▶ Request:
Answer from the article on the 16th-century Motcombe dispute:
(a) In what year did Richard DACKOMBE marry Alice?
(b) In what year did the dispute reach Chancery?
(c) Which two properties did Richard's son possess in 1618?
-- Text provided start --
40 DACKOMBE/
DACOMBE
A 16th Century Motcombe Dispute
by Geoffrey Mann

The following information was found 1n "The Greenwood Tree" the publication of  The Somerset and Dorset Family History Society

The Parish of Motcombe, the subject of a recent spotlight (Greenwod Tree November 2008) can claim an interesting 16th Century son. Richard DACKOMBE of Motcombe had a son John who rose from his relatively humble origins to become steward and secretary to Robert Cecil, was elected MP for Corfe Castle, knighted by James I and appointed Chancellor of the Duchy of Lancaster.

Richard acquired his land in Morcombe when he married Alice MONNTIER (Mountier) in 1567. However his right to the and was challenged in Chancery. Such disputes can be a genealogical godmine, since the protagonist usually describe the inheritance leading to their cl;aim. This dispute reached Chancery in 1571 nearly100 years before the earliest Motcombe register. The complainants were yeoman John DEVERALL of Whytchurch, Somerset, and husbandman John BROWNE of Motcombe. They claimed the lands were originally in the possession William Monntier late of Motcombe who let them to William BARON deceased who bequeathed the to his wife Grace and son William. Grace then married John DEVERALL about 5 years later and they let the lands to William BROWNE father of complainant John.

The defendants Richard DACKOMBE abd John COMPTON agreed only that the lands were originally un the possession of William Monntier. They claimed Monntier conveyed the premises to Alice, one of his daughters. About 4 years after she married Richard DAKHAM (sic) and let the lands to John COMPTON.

Thus this dispute provides dated genealogical information for the BROWNE, BARON, MONNTIER and DACKOMBE families of Motcombe. The lands may have been Wormeswell and Vowells as Richard's son possessed these properties in 1618. Their location is unknown. The outcome of the dispute is also unknown as settlements are not filed with the complaint and are hard to find, but the Gillingham Court roll of 1567 agrees with Richard DACKOMBE's story. Hazarding a guess, the BROWNE family were actually occupying the land until Richard came along and found (or knew!) that his wife Alice had the right to it, and so turned out poor John BROWNE.
-- Text provided end --
-- Extracted information start --
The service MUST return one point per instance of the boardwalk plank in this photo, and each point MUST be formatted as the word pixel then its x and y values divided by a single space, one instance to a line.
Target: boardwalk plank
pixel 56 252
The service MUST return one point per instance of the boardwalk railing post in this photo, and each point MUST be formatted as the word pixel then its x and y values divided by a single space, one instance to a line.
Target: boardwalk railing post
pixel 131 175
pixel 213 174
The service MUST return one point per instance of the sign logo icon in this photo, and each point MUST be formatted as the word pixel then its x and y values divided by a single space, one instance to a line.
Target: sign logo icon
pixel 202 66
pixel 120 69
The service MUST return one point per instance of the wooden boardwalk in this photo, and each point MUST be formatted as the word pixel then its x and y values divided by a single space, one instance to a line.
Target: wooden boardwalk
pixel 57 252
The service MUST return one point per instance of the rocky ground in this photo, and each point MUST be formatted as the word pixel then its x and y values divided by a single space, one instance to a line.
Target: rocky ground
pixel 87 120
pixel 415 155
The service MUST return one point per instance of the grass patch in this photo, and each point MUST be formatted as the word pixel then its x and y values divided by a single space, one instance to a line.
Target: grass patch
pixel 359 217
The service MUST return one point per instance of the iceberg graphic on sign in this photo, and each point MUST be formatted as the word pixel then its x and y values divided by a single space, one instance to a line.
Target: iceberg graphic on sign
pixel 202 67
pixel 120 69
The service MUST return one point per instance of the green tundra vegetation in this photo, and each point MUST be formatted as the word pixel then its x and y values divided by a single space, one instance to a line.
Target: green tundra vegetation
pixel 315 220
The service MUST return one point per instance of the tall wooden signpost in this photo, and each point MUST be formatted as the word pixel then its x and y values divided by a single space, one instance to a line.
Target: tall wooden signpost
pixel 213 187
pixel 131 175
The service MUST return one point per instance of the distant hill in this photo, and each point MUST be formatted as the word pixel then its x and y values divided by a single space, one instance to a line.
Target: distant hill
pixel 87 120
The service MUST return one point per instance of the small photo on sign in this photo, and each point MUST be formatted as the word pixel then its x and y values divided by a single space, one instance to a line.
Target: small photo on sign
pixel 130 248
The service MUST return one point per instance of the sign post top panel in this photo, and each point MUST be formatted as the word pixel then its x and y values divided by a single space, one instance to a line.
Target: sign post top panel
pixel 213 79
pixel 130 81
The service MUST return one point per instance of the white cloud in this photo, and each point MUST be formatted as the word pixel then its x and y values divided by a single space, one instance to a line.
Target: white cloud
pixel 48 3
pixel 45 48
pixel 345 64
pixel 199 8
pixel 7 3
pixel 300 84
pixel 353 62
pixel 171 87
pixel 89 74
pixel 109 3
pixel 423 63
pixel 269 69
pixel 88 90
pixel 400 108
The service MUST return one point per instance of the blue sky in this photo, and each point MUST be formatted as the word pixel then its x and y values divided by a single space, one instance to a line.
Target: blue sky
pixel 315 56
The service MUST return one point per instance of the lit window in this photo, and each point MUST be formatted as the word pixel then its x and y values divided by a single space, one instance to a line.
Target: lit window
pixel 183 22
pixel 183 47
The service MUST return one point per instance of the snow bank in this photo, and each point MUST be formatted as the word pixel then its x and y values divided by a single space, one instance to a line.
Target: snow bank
-- Extracted information end --
▶ Finished task:
(a) 1567
(b) 1571
(c) Wormeswell and Vowells